─── Input material
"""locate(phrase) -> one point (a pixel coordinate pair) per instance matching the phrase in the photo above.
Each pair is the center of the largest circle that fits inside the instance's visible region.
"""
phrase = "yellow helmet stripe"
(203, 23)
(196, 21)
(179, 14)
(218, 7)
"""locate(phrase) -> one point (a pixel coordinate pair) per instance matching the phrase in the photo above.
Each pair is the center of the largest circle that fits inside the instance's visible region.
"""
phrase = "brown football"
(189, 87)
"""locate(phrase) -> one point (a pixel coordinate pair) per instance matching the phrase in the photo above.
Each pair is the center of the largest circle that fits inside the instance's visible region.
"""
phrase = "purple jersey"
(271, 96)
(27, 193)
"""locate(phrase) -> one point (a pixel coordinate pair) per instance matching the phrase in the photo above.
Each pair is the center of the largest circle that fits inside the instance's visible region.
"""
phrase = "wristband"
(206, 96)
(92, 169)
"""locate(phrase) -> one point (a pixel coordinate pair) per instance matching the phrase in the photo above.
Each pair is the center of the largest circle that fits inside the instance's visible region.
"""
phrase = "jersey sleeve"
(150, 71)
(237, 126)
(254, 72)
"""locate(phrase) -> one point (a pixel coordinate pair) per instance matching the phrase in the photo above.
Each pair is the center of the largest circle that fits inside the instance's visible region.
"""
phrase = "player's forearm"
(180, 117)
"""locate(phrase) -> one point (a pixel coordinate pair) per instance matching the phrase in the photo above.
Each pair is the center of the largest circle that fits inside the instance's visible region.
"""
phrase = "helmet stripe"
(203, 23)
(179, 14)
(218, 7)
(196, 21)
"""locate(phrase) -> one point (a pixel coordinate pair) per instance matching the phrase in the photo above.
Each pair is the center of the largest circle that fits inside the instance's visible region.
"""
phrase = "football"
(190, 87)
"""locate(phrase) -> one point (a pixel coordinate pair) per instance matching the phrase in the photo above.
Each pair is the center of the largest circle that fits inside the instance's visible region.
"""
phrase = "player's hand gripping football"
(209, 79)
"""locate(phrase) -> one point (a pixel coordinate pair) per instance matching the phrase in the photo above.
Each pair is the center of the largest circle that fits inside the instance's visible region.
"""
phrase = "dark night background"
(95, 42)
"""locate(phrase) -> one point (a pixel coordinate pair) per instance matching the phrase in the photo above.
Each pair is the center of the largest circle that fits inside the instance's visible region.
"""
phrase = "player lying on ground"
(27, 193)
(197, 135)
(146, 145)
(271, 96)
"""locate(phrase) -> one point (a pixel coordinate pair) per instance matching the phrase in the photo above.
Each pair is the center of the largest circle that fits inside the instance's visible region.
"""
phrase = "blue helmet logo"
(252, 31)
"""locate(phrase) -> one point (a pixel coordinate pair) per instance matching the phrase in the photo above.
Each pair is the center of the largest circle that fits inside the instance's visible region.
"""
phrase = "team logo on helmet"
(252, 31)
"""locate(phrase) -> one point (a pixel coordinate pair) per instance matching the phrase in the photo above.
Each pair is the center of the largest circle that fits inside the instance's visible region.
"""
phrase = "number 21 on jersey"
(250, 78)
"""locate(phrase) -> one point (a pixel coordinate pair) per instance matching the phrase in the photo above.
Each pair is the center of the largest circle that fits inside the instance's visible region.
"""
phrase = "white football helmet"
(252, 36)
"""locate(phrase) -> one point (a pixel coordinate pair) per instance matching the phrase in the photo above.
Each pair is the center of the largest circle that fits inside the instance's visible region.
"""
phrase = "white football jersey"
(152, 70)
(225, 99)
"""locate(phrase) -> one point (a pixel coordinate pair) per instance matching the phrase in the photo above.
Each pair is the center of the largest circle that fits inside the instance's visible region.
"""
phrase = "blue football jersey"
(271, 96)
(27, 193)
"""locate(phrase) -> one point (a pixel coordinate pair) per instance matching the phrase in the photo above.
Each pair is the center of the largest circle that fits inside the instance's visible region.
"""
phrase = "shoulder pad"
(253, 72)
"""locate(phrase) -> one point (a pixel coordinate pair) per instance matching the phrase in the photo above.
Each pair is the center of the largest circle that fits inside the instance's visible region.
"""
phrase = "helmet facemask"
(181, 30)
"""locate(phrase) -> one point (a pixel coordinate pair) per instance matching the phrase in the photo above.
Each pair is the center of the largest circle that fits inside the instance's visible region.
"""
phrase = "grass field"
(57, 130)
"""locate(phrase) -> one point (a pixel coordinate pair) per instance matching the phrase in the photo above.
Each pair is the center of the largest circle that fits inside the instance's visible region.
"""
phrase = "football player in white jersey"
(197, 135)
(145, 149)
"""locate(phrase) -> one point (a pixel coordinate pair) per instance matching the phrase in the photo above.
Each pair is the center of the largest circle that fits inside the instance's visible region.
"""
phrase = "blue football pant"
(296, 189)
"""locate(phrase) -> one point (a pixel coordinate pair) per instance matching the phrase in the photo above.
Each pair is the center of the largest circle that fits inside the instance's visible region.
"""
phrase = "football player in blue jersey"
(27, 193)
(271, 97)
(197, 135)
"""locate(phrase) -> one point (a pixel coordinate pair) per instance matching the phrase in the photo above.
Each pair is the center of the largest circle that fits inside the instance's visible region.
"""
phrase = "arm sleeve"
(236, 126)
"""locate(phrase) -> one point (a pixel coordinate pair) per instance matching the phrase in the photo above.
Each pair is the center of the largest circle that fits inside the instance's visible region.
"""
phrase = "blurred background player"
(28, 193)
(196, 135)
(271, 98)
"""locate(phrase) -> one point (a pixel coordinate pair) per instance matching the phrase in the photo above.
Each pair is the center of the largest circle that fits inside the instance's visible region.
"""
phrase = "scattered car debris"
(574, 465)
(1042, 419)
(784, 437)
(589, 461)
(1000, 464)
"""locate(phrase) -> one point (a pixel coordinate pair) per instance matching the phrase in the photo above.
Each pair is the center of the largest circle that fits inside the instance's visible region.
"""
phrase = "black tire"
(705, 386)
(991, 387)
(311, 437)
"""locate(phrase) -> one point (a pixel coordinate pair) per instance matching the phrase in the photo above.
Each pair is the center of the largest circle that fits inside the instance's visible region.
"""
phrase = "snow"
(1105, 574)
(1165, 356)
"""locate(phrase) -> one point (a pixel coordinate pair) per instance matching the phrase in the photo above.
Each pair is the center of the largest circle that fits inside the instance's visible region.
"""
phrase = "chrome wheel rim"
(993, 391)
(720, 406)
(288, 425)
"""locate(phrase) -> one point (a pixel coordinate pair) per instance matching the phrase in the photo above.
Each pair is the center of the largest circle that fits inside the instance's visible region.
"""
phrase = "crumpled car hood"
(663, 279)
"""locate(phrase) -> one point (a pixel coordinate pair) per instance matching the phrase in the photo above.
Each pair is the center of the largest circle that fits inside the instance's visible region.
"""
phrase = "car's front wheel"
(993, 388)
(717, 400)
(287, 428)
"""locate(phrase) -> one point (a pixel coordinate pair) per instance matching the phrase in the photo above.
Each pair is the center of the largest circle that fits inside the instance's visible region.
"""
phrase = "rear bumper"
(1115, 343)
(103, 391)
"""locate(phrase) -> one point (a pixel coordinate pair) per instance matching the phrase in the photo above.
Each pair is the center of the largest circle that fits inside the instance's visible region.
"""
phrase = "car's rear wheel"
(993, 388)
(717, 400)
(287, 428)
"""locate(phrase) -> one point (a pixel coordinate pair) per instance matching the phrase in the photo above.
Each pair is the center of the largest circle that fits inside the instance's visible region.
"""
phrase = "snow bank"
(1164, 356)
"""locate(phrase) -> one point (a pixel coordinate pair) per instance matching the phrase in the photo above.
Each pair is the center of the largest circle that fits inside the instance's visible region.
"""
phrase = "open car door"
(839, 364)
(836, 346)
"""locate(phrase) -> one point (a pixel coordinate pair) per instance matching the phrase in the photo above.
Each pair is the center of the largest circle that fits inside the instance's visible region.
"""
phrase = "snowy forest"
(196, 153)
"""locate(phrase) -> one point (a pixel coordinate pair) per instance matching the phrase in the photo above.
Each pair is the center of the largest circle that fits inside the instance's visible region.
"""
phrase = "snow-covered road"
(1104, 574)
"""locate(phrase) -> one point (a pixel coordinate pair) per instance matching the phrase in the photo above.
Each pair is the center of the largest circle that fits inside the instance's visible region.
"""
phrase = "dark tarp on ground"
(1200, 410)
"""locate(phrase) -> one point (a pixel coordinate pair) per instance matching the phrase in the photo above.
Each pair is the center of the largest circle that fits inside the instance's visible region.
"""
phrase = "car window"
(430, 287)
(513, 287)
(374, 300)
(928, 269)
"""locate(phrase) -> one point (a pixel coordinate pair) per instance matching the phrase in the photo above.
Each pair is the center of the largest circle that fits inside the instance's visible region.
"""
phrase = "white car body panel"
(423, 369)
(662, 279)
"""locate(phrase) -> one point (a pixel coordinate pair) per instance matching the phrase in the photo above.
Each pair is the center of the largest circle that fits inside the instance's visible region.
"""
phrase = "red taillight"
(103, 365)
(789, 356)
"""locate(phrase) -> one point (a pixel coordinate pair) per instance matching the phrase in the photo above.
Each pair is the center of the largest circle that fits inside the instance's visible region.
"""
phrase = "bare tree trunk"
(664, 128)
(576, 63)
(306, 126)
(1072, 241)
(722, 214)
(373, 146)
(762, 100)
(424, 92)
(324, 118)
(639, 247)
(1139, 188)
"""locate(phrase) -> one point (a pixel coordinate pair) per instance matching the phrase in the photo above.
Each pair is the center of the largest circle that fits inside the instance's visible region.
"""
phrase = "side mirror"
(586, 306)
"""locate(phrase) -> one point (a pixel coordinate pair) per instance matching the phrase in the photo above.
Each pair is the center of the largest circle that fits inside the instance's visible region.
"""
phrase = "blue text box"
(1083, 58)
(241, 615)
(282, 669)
──────
_Prompt_
Pick out and copy each line above that contains the word "background".

_Expected answer_
phrase = "dark night background"
phrase = "blurred background player"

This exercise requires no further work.